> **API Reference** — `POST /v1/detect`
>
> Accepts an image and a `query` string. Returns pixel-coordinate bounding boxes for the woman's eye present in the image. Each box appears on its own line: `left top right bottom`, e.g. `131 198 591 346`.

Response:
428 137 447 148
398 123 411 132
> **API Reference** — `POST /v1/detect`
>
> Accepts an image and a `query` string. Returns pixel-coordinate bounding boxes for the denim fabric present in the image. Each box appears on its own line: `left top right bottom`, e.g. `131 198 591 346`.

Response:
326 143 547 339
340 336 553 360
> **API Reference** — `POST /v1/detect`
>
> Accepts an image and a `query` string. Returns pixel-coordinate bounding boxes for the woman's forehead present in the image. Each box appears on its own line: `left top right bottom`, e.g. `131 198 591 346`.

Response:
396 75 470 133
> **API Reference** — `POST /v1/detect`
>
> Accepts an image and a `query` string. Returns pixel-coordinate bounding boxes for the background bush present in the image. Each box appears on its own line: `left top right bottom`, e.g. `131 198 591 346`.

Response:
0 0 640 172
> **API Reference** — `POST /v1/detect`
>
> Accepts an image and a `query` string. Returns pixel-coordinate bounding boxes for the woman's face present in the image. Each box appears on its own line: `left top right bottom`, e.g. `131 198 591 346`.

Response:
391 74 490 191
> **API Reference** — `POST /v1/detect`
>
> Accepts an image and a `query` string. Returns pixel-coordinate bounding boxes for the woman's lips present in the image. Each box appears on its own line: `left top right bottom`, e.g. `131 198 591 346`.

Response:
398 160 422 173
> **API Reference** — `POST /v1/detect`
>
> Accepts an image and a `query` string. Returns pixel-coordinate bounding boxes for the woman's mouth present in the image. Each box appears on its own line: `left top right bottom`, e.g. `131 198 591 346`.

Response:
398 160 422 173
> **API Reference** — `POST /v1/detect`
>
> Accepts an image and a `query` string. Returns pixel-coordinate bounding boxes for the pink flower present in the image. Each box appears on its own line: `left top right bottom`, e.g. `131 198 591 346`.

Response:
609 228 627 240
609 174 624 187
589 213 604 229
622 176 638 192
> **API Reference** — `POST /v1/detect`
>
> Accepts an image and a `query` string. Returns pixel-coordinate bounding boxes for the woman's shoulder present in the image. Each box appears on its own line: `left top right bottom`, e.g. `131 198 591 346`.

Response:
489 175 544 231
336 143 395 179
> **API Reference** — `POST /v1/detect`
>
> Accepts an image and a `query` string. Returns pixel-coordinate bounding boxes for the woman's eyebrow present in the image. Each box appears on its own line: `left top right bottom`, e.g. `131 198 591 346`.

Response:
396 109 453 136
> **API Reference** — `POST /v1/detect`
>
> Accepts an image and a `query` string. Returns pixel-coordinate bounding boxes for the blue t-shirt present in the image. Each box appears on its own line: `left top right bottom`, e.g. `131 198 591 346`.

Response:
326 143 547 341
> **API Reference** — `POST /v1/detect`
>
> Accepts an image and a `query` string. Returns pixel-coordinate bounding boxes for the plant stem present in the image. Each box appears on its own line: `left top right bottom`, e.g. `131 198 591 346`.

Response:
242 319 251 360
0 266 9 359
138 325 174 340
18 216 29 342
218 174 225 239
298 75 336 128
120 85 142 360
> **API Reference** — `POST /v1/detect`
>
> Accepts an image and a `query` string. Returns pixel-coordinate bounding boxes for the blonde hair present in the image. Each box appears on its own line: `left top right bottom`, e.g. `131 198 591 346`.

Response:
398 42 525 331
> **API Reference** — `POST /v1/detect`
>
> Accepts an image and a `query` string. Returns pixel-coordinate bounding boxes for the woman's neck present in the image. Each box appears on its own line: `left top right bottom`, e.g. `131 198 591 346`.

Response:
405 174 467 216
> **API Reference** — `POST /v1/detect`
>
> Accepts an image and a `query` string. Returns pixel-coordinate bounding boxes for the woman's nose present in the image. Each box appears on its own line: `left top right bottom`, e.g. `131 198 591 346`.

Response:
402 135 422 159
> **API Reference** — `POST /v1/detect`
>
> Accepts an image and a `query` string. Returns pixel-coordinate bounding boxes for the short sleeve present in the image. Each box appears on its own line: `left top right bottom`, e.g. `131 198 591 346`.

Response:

--------------------------------

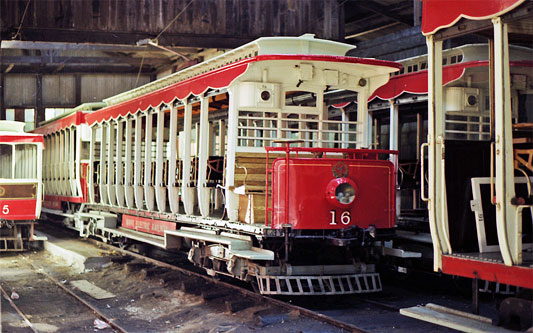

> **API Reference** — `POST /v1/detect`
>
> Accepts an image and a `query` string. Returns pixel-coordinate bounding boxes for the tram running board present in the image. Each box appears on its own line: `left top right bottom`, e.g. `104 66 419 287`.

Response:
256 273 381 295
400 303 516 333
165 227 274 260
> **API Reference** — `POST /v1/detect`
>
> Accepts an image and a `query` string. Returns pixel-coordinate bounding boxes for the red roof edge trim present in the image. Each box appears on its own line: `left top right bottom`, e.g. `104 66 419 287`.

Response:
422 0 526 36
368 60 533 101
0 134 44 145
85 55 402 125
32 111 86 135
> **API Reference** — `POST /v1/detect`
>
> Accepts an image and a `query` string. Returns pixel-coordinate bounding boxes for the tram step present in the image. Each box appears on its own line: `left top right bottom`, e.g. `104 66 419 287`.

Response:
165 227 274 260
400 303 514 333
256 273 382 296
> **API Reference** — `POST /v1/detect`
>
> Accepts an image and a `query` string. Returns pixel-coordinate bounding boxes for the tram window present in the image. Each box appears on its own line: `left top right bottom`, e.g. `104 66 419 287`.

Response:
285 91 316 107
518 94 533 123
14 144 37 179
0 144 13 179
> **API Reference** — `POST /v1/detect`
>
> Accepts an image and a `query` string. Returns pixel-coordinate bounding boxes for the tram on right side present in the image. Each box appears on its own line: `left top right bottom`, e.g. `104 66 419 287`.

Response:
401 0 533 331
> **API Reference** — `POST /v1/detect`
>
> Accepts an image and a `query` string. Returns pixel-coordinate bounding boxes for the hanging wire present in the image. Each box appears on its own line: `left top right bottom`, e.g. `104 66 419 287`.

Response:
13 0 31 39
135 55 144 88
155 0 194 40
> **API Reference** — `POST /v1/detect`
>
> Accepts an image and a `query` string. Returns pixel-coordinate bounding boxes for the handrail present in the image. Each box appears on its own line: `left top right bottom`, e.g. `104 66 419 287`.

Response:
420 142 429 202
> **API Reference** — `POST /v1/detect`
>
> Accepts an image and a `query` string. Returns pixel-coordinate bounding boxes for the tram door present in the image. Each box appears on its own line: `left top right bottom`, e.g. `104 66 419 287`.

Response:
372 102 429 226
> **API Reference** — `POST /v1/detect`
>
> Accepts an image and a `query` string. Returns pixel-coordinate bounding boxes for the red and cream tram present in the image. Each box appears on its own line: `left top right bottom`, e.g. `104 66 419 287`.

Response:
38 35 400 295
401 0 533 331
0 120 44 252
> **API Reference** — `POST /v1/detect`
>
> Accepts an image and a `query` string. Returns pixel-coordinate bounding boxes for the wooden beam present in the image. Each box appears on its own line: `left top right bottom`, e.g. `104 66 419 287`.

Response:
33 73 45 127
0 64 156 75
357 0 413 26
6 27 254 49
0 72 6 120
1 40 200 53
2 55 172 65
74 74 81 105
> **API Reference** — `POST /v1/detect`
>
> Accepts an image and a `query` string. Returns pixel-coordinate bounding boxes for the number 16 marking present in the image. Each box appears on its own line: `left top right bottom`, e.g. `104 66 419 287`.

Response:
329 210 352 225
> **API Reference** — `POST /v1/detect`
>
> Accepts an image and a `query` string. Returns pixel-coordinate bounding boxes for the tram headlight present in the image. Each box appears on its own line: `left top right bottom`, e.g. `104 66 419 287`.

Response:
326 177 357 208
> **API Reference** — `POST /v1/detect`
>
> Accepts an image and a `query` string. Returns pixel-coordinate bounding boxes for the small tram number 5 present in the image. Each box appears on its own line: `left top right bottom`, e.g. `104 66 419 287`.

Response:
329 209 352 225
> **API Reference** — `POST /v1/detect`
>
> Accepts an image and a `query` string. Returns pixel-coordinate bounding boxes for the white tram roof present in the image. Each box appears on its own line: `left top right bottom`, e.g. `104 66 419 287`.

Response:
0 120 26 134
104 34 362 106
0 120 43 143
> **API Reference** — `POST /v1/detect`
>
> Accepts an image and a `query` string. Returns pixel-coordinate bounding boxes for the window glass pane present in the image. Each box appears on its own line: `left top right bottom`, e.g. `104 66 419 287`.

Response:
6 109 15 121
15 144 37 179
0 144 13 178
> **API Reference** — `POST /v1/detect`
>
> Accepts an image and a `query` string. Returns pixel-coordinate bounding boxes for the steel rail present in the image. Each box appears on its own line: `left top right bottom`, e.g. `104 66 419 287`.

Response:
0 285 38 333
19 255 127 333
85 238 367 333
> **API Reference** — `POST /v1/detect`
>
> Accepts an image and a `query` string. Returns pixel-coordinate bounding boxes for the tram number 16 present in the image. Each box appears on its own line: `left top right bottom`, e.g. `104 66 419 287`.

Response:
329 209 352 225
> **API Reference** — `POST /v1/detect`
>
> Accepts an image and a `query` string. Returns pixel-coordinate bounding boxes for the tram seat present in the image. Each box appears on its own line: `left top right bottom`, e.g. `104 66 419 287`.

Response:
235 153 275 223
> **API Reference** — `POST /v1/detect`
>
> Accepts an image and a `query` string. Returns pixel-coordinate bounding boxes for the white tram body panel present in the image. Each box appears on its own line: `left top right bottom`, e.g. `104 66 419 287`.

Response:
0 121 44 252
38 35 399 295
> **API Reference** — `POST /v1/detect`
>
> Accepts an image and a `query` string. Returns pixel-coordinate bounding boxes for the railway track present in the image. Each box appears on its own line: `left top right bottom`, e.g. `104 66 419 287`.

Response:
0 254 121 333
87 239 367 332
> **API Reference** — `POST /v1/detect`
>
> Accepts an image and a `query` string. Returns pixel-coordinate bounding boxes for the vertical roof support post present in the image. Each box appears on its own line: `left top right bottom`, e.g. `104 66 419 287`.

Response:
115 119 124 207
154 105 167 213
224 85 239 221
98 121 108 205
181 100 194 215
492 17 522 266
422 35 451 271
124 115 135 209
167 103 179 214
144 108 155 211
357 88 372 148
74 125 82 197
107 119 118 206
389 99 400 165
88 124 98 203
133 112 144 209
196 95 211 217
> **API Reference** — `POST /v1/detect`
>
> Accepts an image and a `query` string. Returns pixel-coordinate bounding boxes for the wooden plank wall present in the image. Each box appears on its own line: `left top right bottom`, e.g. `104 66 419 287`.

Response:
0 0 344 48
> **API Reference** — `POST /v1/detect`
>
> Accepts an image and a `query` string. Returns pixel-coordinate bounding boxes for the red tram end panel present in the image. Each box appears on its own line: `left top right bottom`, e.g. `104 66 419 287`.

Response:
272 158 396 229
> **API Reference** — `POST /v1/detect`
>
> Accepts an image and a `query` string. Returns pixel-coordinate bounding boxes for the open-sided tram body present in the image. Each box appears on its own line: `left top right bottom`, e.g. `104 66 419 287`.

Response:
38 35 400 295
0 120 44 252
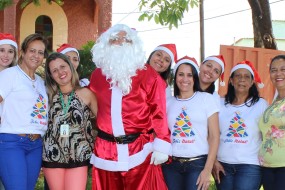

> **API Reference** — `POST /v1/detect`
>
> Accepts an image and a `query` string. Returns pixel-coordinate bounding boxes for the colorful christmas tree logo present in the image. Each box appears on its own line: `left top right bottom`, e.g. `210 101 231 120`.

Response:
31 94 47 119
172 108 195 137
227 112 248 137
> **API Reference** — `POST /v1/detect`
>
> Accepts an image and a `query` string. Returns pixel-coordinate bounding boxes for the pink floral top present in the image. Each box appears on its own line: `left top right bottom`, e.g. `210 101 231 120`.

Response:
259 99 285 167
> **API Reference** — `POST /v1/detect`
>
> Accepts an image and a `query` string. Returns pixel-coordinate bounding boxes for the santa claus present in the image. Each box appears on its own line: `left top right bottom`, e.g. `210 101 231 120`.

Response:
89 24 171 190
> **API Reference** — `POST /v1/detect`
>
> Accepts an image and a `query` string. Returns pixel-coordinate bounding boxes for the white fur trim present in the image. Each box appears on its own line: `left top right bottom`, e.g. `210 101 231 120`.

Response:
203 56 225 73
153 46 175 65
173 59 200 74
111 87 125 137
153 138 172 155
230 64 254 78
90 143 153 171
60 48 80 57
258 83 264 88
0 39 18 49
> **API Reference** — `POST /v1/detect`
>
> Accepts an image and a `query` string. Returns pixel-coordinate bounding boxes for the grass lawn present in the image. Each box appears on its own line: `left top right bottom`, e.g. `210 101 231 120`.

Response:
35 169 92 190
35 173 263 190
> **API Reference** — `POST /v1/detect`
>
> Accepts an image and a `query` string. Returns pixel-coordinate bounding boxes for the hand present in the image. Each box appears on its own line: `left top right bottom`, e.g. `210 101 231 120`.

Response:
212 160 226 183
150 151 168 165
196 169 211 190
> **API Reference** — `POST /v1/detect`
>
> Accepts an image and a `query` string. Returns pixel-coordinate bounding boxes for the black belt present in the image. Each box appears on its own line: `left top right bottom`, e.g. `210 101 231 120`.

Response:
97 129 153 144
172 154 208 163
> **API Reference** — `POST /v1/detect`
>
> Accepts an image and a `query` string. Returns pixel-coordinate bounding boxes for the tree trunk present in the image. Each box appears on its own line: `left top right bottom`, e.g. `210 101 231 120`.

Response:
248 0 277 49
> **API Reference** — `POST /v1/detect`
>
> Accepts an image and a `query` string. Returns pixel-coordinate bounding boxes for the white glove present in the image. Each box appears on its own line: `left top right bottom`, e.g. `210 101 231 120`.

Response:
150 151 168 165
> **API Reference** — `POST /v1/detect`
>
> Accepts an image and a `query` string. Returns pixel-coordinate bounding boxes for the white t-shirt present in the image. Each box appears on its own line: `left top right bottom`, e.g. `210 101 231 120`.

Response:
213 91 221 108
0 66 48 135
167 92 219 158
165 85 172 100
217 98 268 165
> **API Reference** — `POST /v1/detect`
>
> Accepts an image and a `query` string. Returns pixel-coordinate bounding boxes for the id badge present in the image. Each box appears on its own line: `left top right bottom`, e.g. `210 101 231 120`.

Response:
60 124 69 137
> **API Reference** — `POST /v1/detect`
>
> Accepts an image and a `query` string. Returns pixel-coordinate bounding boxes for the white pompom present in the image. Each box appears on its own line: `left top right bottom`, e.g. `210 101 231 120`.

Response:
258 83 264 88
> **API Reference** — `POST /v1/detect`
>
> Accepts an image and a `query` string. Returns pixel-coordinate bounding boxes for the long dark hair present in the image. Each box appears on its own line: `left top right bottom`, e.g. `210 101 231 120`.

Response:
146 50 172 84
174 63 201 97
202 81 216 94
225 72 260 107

--------------------------------

■ **THE REQUEST**:
Show every line of the material that contains the string "fabric", copying each one in full. Case counts.

■ **RESULT BELOW**:
> Accepts an image and a `query` string. Returns pixel-coordinate bounding boxes for the denim fabric present in the image. Each box appears on its own line: `left top right bottom`, e.g. `131 198 591 346`.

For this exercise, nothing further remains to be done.